■ **What to produce**: Repeat the line that contains "44L438 62L448 73L467" exactly, along with each following line up to and including the last line of the entries.

(Stored items from a collection)
§

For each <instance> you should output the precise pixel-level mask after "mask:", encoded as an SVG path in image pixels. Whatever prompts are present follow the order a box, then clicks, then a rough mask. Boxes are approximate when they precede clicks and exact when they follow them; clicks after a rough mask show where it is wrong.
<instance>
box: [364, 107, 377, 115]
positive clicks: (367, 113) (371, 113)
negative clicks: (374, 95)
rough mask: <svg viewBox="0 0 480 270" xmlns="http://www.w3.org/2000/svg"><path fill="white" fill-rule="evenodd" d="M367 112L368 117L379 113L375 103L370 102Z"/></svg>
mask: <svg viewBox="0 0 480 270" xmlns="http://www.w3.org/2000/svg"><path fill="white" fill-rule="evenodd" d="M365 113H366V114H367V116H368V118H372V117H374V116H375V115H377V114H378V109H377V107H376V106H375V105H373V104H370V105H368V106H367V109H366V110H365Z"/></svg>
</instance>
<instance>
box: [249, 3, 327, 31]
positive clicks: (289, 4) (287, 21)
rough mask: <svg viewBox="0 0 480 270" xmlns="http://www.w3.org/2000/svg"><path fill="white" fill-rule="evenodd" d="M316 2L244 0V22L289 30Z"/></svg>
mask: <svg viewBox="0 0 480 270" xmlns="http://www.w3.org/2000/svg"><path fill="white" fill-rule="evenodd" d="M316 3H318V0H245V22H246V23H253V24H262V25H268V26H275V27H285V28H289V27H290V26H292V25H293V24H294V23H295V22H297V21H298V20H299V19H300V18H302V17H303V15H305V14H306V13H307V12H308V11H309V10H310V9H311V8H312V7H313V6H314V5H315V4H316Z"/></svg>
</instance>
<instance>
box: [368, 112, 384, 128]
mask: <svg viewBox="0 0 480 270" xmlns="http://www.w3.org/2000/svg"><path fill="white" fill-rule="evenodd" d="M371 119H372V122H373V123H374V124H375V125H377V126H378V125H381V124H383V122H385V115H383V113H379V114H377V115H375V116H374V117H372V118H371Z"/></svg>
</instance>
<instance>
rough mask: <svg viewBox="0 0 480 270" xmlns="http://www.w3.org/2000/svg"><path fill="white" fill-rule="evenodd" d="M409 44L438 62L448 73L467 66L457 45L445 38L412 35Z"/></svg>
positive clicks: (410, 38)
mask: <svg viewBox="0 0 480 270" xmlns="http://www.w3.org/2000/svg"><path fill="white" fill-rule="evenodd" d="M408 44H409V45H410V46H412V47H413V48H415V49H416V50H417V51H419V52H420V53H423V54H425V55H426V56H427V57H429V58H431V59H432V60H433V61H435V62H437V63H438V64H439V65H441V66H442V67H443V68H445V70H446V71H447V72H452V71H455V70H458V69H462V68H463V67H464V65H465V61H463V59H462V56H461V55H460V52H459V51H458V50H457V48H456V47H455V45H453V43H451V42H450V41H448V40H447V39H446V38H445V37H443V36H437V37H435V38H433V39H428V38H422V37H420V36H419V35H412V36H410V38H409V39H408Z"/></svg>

§

■ **Exercise result**:
rough mask: <svg viewBox="0 0 480 270" xmlns="http://www.w3.org/2000/svg"><path fill="white" fill-rule="evenodd" d="M409 44L438 62L448 73L467 66L457 45L445 38L412 35Z"/></svg>
positive clicks: (410, 38)
mask: <svg viewBox="0 0 480 270" xmlns="http://www.w3.org/2000/svg"><path fill="white" fill-rule="evenodd" d="M408 44H409V45H410V46H412V47H413V48H415V49H416V50H417V51H419V52H420V53H423V54H425V55H426V56H427V57H429V58H431V59H432V60H433V61H435V62H437V63H438V64H439V65H441V66H442V67H443V68H445V70H446V71H447V72H452V71H455V70H458V69H462V68H463V67H464V65H465V61H463V59H462V56H461V55H460V52H459V51H458V50H457V48H456V47H455V45H453V43H451V42H450V41H448V40H447V39H446V38H445V37H443V36H437V37H435V38H433V39H428V38H422V37H420V36H419V35H412V36H410V38H409V39H408Z"/></svg>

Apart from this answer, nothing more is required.